[Saved entries]
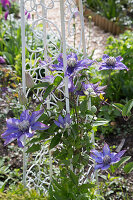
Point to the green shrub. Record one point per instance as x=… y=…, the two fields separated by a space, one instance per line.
x=20 y=193
x=121 y=84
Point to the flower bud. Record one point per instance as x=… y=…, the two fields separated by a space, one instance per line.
x=21 y=97
x=29 y=80
x=2 y=60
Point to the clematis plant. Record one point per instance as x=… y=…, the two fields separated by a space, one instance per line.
x=63 y=122
x=112 y=63
x=105 y=159
x=73 y=64
x=91 y=89
x=23 y=127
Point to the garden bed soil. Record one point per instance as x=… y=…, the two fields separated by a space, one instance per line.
x=112 y=139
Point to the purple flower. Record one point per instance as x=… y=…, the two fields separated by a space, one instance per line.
x=63 y=122
x=25 y=126
x=112 y=63
x=2 y=60
x=73 y=64
x=105 y=159
x=5 y=4
x=93 y=89
x=27 y=14
x=6 y=14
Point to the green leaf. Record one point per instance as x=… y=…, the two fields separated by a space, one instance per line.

What the task asks → Copy, without any change, the lines from the one that contains "Point to the purple" to the final line of the entries above.

Written reply →
Point to the purple flower. Record one point per instance as x=… y=…, the two fields separated by a space, one instance per line.
x=63 y=122
x=25 y=126
x=112 y=63
x=2 y=60
x=73 y=64
x=105 y=159
x=5 y=4
x=93 y=89
x=27 y=14
x=6 y=14
Point to the green leaf. Record one point per instance as x=… y=…, the two fields separated by a space, one instance per line.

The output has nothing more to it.